Continue the press release about Greenpeace's warning signs on Dalian's oil-polluted beaches, picking up after its last sentence.

____ Passage

Greenpeace Erects Warning Signs on Dalian's Oil-Polluted Beaches

Press release - 2010-07-24
July 24th, 2010, Dalian - Greenpeace activists put up warning signs on the beaches of Dalian to warn visitors to stay away from the polluted water out of health concerns. Greenpeace also calls upon the local government to provide proper safety measures and equipment for the workers involved in the clean up.

Greenpeace put up warning on the beaches of Dalian

In an area of the ocean just 37 kilometres from the site of the oil spill, Greenpeace found thin layers of oil. Greenpeace senior action coordinator, Zhong Yu, said, "The PAHs in crude oil do not dissolve easily in water and the harm done by these toxic chemicals, many of which are known to be carcinogenic, is long lasting. The contamination and waste remains and health hazards are frighteningly high here. This place is far from being safe."

After seeing visitors swimming in the sea, Greenpeace erected prominent signs reading "Oil Pollution! Stay Away!" When trying to support the signs with stones, Greenpeace activists found their hands covered in thick black oil, lurking only one centimeter below the surface of beach sand.

Greenpeace contacted the local government to share information on how to protect residents. Zhong Yu warned, "PAHs get into human bodies through direct skin contact and the respiration system. It will cause cancer. Specialised gloves, boots and masks are the most basic protection. They are easily available on the local market."

________
____ Provided material

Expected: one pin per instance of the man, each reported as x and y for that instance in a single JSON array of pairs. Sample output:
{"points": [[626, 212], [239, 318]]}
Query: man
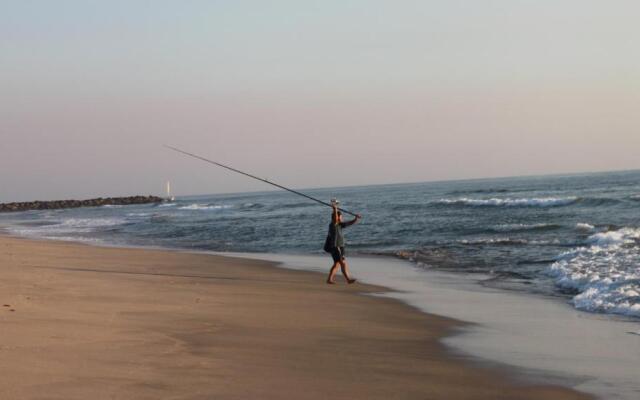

________

Response to this exercise
During the worst oil spill in history, in South Korea in 2007, the South Korean government mobilized citizens to participate in the clean up, providing them with necessary protective gear for free. "We are glad to hear about Liaoning Governor Mr. Chen Zhenggao's call to get citizens and civil society involved. However, this most certainly cannot and should not be allowed to happen without the necessary and proper protection"

Greenpeace strongly warns Dalian citizens to stay away from the polluted area as well as possibly tainted seafood. "One thing local people can do to help is to set up signs on the beaches cautioning others to stay away from the beaches and, therefore, safe from the health hazards caused by this pollution." said Zhong Yu.